• **Supplied entries**
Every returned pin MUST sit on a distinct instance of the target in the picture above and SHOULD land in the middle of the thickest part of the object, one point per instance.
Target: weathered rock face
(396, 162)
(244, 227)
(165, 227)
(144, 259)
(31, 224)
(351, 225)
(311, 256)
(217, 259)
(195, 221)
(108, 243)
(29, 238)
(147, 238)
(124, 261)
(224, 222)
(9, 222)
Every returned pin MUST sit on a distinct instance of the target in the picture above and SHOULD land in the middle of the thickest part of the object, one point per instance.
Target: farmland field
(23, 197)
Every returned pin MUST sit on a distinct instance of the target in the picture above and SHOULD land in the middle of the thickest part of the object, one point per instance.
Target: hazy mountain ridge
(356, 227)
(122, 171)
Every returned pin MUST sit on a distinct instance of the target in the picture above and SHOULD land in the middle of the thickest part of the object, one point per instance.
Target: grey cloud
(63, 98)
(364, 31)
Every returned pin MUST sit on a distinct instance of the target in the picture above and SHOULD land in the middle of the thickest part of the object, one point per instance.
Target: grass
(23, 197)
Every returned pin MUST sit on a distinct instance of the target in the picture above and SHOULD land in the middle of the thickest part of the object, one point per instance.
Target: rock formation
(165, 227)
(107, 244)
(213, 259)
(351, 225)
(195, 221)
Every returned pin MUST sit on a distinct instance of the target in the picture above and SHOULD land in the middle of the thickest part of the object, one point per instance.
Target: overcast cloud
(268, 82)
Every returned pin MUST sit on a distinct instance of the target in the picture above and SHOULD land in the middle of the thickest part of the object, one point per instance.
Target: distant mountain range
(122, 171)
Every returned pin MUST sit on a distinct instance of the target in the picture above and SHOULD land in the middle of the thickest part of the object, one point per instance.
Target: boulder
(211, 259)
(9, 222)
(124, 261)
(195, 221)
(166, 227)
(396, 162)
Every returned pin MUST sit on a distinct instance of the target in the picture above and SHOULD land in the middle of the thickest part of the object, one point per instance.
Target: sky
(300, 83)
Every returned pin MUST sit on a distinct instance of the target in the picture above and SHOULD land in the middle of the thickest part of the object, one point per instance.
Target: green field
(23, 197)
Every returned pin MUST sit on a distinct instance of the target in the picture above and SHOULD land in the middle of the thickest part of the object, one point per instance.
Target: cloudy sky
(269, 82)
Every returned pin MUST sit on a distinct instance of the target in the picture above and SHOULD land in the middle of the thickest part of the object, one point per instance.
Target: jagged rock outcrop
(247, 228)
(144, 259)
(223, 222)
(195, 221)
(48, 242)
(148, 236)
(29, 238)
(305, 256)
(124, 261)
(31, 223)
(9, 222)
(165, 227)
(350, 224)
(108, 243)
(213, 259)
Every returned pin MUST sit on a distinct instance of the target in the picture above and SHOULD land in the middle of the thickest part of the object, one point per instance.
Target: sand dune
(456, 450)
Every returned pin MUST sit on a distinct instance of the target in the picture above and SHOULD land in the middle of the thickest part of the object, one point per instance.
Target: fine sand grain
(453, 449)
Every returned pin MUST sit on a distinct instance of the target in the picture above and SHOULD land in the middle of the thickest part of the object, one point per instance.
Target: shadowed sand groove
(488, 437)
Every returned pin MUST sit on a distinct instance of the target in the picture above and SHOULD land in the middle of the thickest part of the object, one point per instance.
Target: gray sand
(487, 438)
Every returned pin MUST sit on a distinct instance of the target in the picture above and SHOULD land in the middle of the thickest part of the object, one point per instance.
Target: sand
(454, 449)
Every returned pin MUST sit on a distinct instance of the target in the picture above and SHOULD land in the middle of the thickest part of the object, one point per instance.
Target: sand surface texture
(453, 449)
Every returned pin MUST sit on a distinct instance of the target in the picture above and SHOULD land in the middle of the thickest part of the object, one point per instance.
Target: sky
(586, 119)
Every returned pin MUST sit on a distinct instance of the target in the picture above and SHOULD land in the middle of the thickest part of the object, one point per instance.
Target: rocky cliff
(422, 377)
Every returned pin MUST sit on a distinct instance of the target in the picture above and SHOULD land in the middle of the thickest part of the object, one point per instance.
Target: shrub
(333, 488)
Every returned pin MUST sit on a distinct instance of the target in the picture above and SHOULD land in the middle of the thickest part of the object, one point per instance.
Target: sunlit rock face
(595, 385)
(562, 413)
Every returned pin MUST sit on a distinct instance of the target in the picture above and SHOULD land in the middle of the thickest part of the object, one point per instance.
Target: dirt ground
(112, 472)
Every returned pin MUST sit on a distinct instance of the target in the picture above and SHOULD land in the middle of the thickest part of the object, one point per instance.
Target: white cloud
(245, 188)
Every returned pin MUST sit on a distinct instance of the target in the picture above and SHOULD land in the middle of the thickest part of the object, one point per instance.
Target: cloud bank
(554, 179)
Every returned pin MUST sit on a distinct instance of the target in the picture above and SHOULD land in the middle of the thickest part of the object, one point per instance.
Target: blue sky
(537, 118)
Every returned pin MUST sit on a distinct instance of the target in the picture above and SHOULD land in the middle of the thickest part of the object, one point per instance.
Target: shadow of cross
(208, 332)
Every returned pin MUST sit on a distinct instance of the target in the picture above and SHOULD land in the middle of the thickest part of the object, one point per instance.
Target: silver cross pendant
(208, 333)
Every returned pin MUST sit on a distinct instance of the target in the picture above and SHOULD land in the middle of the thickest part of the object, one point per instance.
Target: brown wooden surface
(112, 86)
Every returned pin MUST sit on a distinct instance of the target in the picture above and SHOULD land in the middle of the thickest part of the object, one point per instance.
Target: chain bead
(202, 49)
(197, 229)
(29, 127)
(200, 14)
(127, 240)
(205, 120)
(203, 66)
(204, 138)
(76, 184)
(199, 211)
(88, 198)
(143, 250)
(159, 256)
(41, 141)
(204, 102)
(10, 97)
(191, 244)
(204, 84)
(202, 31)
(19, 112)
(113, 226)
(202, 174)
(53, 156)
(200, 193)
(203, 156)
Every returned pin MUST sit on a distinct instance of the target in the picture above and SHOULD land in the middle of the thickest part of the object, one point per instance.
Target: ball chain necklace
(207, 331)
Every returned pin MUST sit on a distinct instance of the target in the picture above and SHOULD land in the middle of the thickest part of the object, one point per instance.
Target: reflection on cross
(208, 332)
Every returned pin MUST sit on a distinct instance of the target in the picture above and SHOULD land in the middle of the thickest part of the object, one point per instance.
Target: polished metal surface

• **Problem to solve**
Exactly reproduce all of the entries above.

• **Task solution**
Every returned pin MUST sit on a distinct instance of the target in the picture above and SHOULD land in the middle of the thickest part of the object, one point per instance.
Target: weathered rock face
(396, 162)
(244, 227)
(165, 227)
(144, 259)
(31, 224)
(351, 225)
(311, 256)
(217, 259)
(195, 221)
(108, 243)
(29, 238)
(147, 238)
(124, 261)
(224, 222)
(9, 222)
Every returned pin MUST sit on a distinct instance of the target in the picture above and SHOULD land in the middle of the thickest part of the object, one point per instance.
Target: farmland field
(23, 197)
Every returned pin MUST sit on a distinct instance of the target in the picture above and SHOULD land in the middle of the thickest part of the object, one point per instance.
Target: hazy mountain ridge
(356, 227)
(122, 171)
Every returned pin MUST sit on a distinct instance of the target in the picture above and SHOULD land in the middle of the thickest part of the object, one point per instance.
Target: grey cloud
(63, 98)
(364, 31)
Every returned pin MUST sit on a distinct instance of the target in the picture above and SHOULD land in the middle of the thickest part of the object, one point per instance.
Target: grass
(23, 197)
Every returned pin MUST sit on a distinct instance of the target in the picture above and SHOULD land in the middle of the thickest part of the object, one point per instance.
Target: rock formation
(165, 227)
(107, 244)
(213, 259)
(351, 225)
(195, 221)
Every returned pin MUST sit on a distinct instance of the target in the picture above and SHOULD land in the middle of the thickest part of the object, one point per instance.
Target: overcast cloud
(268, 82)
Every returned pin MUST sit on a distinct instance of the target in the picture above and SHOULD land in the middle of the thickest part of the object, one point per instance.
Target: distant mountain range
(122, 171)
Every returned pin MUST sit on a distinct instance of the target in the picture above and SHOULD land in the middle of the thickest part of the object, one point per instance.
Target: boulder
(211, 259)
(9, 222)
(124, 261)
(195, 221)
(166, 227)
(396, 162)
Every returned pin MUST sit on a distinct instance of the target in the picture above and SHOULD land in the middle of the thickest part of the object, one point per instance.
Target: sky
(300, 83)
Every returned pin MUST sit on a distinct instance of the target in the picture above and SHOULD land in the middle of the thickest part of the object, one point per instance.
Target: green field
(23, 197)
Every returned pin MUST sit on a distinct instance of the target in the picture above and SHOULD land in the middle of the thickest part of the object, one point per instance.
Target: cloudy sky
(269, 82)
Every returned pin MUST sit on a distinct instance of the target in the picture above and SHOULD land in the middle of the thickest part of the object, one point per instance.
Target: jagged rock outcrop
(247, 228)
(144, 259)
(223, 222)
(195, 221)
(48, 242)
(148, 236)
(29, 238)
(305, 256)
(124, 261)
(31, 223)
(9, 222)
(165, 227)
(350, 224)
(108, 243)
(213, 259)
Every returned pin MUST sit on a distinct instance of the target in the picture above and SHOULD land in the middle of the thickest part of the object, one point per instance.
Target: sand dune
(456, 450)
Every returned pin MUST sit on a distinct instance of the target in the picture above and SHOULD land in the middle of the thickest part of the object, one point per instance.
Target: fine sand grain
(453, 449)
Every returned pin MUST sit on a distinct instance of the target in the picture above and SHOULD land in the middle of the thickest part of the object, one point per instance.
Target: shadowed sand groove
(488, 437)
Every returned pin MUST sit on a distinct instance of the target in the picture above and SHOULD land in the middle of the thickest part of the object, one point per instance.
Target: gray sand
(487, 438)
Every returned pin MUST sit on a distinct instance of the target in the picture above and SHOULD land in the middle of the thickest part of the object, one point per instance.
Target: sand
(454, 449)
Every returned pin MUST sit on a distinct instance of the target in the picture above and SHOULD land in the middle of the thickest part of the object, one point per instance.
Target: sand surface texture
(453, 449)
Every returned pin MUST sit on a distinct instance of the target in the picture above and SHOULD land in the middle of the thickest part of the object, one point per instance.
Target: sky
(586, 119)
Every returned pin MUST sit on a distinct instance of the target in the picture above and SHOULD land in the middle of the thickest part of the object, one point per instance.
Target: rocky cliff
(422, 377)
Every returned pin MUST sit on a distinct instance of the target in the picture above and SHOULD land in the middle of the thickest part of the object, one point per instance.
Target: shrub
(333, 488)
Every returned pin MUST sit on a distinct instance of the target in the picture above and SHOULD land in the middle of the thickest part of the object, one point per instance.
Target: sunlit rock face
(595, 385)
(562, 413)
Every returned pin MUST sit on a distinct instance of the target in the picture above and SHOULD land in the middle of the thickest part of the object, one point per instance.
Target: dirt ground
(112, 472)
Every returned pin MUST sit on a distinct instance of the target in the picture above and SHOULD land in the middle of the thickest part of the object, one point per instance.
Target: white cloud
(245, 188)
Every returned pin MUST sit on a distinct instance of the target in the picture above and SHOULD land in the middle of the thickest part of the object, one point per instance.
Target: cloud bank
(554, 179)
Every returned pin MUST sit on a distinct instance of the target in the picture above and SHOULD land in the middle of the thickest part of the object, one point per instance.
Target: blue sky
(537, 118)
Every returned pin MUST sit on a distinct instance of the target in the picture above and SHOULD land in the middle of the thickest part of the object, one point per instance.
Target: shadow of cross
(208, 332)
Every returned pin MUST sit on a distinct instance of the target in the picture above and SHOULD land in the middle of the thickest part of the object, one point per instance.
Target: silver cross pendant
(208, 333)
Every returned pin MUST sit on a distinct instance of the target in the picture above and SHOULD land in the middle of the thickest part of the object, one point per instance.
Target: brown wooden surface
(112, 86)
Every returned pin MUST sit on a distinct instance of the target in the picture above and SHOULD land in the middle of the thickest part of the object, one point per instance.
Target: chain bead
(202, 49)
(197, 229)
(29, 127)
(200, 14)
(127, 240)
(205, 120)
(203, 66)
(204, 138)
(76, 184)
(199, 211)
(88, 198)
(143, 250)
(159, 256)
(41, 141)
(204, 102)
(10, 97)
(191, 244)
(204, 84)
(202, 31)
(19, 112)
(113, 226)
(202, 174)
(53, 156)
(200, 193)
(203, 156)
Every returned pin MUST sit on a distinct instance of the target in the picture above and SHOULD land in the middle of the thickest part of the object, one point per instance.
Target: ball chain necklace
(207, 331)
Every returned pin MUST sit on a distinct instance of the target in the picture above and SHOULD land in the middle of the thickest part of the object, one point per instance.
Target: reflection on cross
(208, 332)
Every returned pin MUST sit on a distinct instance of the target in the picture above and SHOULD land in the middle of the thickest part of the object, one point per instance.
Target: polished metal surface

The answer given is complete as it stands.